[START OF Raw records]

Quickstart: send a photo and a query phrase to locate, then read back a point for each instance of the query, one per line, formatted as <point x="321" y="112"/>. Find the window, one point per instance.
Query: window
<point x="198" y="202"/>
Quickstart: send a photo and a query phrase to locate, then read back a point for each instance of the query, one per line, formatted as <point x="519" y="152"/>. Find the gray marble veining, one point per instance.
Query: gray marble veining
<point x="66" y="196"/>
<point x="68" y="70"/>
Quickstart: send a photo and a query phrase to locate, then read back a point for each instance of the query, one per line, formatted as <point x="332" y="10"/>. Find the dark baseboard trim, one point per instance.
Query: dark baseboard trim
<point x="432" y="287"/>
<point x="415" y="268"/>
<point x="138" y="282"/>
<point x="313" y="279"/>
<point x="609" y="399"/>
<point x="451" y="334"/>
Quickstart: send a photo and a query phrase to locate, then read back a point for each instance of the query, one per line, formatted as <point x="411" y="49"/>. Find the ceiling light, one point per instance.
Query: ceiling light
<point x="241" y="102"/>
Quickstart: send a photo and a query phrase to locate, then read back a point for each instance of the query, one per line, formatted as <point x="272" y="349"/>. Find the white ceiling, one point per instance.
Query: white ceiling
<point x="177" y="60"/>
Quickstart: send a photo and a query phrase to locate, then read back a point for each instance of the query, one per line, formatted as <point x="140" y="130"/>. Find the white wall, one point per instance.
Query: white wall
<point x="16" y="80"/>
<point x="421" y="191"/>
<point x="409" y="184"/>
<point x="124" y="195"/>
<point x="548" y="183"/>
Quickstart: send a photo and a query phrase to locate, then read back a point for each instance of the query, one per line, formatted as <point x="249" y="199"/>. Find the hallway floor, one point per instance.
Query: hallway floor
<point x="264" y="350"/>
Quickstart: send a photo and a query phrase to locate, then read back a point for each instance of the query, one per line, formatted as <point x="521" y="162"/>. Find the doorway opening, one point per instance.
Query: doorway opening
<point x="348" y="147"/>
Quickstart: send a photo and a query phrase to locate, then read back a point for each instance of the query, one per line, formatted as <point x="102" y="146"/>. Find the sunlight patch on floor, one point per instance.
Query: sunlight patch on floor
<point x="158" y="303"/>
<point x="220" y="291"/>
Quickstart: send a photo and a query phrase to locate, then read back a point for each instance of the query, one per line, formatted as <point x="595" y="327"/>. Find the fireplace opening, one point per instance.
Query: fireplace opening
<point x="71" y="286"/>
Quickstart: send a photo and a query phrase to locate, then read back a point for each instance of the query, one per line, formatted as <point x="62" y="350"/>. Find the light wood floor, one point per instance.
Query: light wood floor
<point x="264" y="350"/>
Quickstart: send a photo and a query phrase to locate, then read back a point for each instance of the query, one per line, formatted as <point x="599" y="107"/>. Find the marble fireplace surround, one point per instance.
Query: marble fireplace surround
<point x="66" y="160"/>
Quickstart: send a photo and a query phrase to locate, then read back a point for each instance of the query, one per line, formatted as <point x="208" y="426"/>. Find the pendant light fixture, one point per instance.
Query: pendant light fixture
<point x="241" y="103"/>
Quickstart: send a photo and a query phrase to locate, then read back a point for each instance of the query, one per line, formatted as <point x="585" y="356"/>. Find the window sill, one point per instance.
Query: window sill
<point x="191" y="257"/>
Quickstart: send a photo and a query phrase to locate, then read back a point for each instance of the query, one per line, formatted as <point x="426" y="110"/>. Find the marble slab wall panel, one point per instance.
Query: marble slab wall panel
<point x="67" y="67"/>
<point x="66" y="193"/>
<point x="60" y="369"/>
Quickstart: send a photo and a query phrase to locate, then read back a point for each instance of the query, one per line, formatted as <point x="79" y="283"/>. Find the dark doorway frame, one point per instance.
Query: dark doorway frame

[END OF Raw records]

» **What the exercise asks**
Format the lines above as a JSON list of strings, one string per line and blank lines omitted, starting with the line that contains "frame, one point per instance." and going on through the last line.

» **Expected answer**
[
  "Quickstart: send a photo and a query phrase to locate, then read back a point for each instance of the query, one per line, formatted as <point x=\"79\" y=\"283\"/>. Find the dark doorway frame, one point per instance.",
  "Query: dark doorway frame"
]